**The task:** Restate the entries below verbatim.

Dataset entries
━━━━━━

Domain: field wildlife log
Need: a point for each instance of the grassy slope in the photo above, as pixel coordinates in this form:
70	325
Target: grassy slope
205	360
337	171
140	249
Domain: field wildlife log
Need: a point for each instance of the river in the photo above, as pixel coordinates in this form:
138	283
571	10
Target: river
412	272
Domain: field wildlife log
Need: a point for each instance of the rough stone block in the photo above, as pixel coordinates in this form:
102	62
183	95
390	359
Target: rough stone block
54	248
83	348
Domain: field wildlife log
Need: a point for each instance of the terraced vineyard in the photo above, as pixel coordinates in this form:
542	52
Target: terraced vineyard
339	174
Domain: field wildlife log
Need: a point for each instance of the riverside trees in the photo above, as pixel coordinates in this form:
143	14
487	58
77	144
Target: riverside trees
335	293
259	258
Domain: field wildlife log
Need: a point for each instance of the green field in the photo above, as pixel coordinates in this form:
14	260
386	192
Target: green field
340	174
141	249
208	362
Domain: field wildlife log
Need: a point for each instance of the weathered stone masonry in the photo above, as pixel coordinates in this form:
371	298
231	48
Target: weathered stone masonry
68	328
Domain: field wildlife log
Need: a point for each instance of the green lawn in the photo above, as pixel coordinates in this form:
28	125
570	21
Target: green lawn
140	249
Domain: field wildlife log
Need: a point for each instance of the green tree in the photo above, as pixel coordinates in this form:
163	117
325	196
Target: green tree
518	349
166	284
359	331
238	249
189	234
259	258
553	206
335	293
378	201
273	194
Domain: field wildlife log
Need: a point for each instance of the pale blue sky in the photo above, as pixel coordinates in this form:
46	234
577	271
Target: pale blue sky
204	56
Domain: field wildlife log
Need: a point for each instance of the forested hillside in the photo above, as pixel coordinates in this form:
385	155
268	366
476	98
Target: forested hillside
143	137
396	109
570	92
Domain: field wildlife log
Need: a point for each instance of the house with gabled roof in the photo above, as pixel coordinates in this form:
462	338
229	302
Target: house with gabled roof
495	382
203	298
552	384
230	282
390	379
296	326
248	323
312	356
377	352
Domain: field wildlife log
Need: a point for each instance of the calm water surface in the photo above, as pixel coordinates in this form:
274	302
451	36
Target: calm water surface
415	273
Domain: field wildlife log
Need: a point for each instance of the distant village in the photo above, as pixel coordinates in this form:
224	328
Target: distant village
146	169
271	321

━━━━━━

**Answer section:**
Domain: field wildlife log
Need: a point for each instance of the grassy slope in the photo above, as pixel coordinates in this form:
70	325
Target: grassy slope
205	360
337	171
140	249
Domain: field wildlife log
Need: a point for each instance of the river in the photo above, as pixel coordinates in this form:
138	283
571	10
Target: river
412	272
Domain: field wildlife log
Need: a point for each instance of the rough stone block in the photo above, as pixel coordinates in this form:
102	62
183	95
390	359
Target: rough stone block
54	248
83	348
Domain: field wildlife log
Need: a point for each instance of the terraced vineyard in the photo above, as pixel coordinates in this form:
542	52
Target: terraced vineyard
339	174
Domain: field wildlife log
Need: a point for each instance of the riverside trees in the photo above, as pixel coordinates in this form:
143	14
487	58
77	144
Target: riverside trees
335	293
259	258
Domain: field wildlife log
Need: a point for each instance of the green field in the photo above, as pixel coordinates in this form:
14	260
386	192
Target: green field
340	174
141	249
208	362
Domain: field wildlife log
Need: a point for each instance of the weathered stone masonry in the photo above, as pixel coordinates in this form:
371	298
231	48
Target: weathered stone masonry
68	328
Domain: field wildlife log
Need: a point for each instance of the green lawn in the photo above, as pixel coordinates in this form:
28	125
570	21
Target: green lawn
140	249
Domain: field wildlife log
Need: a point for each instance of the green tree in the photo above, as pixel coordinates in this form:
163	117
325	196
Target: green tree
518	349
166	284
359	331
238	249
189	234
259	258
553	206
335	293
378	201
273	194
Domain: field wildlife log
Need: a point for each instance of the pale blue sky in the photo above, as pixel coordinates in this form:
46	234
577	271
Target: pale blue sky
204	56
Domain: field wildlife log
Need: a point for each instance of the forested hillside in the photo above, as pixel coordinates in this form:
385	155
268	366
476	98
Target: forested hillside
143	137
396	109
570	92
Domain: field wildlife log
Need: a point for each instance of the house with gabled roof in the photo above, as pixel coordinates in this form:
462	338
229	302
Target: house with gabled roof
495	382
203	298
552	384
230	282
390	379
296	326
248	323
312	356
377	352
Domain: field wildlife log
Need: a point for each instance of the calm water surface in the photo above, as pixel coordinates in this form:
274	302
451	36
Target: calm water surface
415	273
Domain: field wildlife log
Need: a point for each instance of the distant village in the photo above, as pixel coordinates in this form:
224	328
Target: distant village
146	169
271	321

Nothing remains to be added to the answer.